_Written instruction_
Rewrite the listing below from the line with "locate the ceiling." through its last line, requests included. Raise every bounding box coordinate in the answers by 46.

--- Given data ---

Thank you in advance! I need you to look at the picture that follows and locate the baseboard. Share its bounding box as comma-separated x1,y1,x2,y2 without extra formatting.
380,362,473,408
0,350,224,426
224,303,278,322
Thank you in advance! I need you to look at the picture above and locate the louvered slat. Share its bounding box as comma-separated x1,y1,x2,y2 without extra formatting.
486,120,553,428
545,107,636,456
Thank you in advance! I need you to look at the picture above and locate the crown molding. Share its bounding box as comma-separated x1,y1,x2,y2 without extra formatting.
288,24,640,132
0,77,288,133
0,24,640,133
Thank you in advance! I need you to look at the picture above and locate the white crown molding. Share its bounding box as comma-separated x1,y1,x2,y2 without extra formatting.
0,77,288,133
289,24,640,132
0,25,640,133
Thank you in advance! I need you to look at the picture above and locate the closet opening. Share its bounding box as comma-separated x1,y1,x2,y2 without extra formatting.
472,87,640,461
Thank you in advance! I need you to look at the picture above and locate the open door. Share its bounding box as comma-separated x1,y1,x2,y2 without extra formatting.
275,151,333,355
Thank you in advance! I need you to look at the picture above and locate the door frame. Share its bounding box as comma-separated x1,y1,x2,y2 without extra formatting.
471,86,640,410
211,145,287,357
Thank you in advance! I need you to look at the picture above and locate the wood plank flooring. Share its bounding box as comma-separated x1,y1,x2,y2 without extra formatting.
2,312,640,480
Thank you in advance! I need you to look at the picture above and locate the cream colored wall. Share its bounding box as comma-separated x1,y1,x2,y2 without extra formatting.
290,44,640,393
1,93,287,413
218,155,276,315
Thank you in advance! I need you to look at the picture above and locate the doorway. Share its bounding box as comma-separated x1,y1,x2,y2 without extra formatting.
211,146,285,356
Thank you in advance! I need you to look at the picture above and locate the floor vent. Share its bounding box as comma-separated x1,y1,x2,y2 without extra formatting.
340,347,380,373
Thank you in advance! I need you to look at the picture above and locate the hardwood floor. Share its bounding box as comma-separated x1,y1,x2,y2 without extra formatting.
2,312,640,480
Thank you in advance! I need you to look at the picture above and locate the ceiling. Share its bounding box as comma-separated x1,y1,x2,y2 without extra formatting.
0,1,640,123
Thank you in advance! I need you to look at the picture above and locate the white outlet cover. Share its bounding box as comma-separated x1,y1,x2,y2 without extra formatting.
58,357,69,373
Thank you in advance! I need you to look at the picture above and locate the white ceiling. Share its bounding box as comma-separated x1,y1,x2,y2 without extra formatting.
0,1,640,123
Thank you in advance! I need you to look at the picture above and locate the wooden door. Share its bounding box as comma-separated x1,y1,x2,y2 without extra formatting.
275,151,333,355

---

_Correct answer_
Thank you in advance! I need you to look at the picture above and locate the ceiling. Share its bounding box as comma-separated x1,y1,x2,y2 without extra formatting.
46,47,686,169
Thank you in advance! I need you to look at the picture above and locate the white outlet cover. Share its bounding box as comma-separated x1,y1,x2,y2 without extra formatting.
104,403,115,419
Thank you in advance! I need you to look at the picture above and locate the white ceiling. Share its bounding box as comma-separated x1,y1,x2,y2 without extra formatting.
46,47,686,169
Thank you in advance! I need you to look at the picture above and locate the wooden door. Share its bounding box as comma-separated x1,y1,x2,y2 without extra formatting.
321,197,379,401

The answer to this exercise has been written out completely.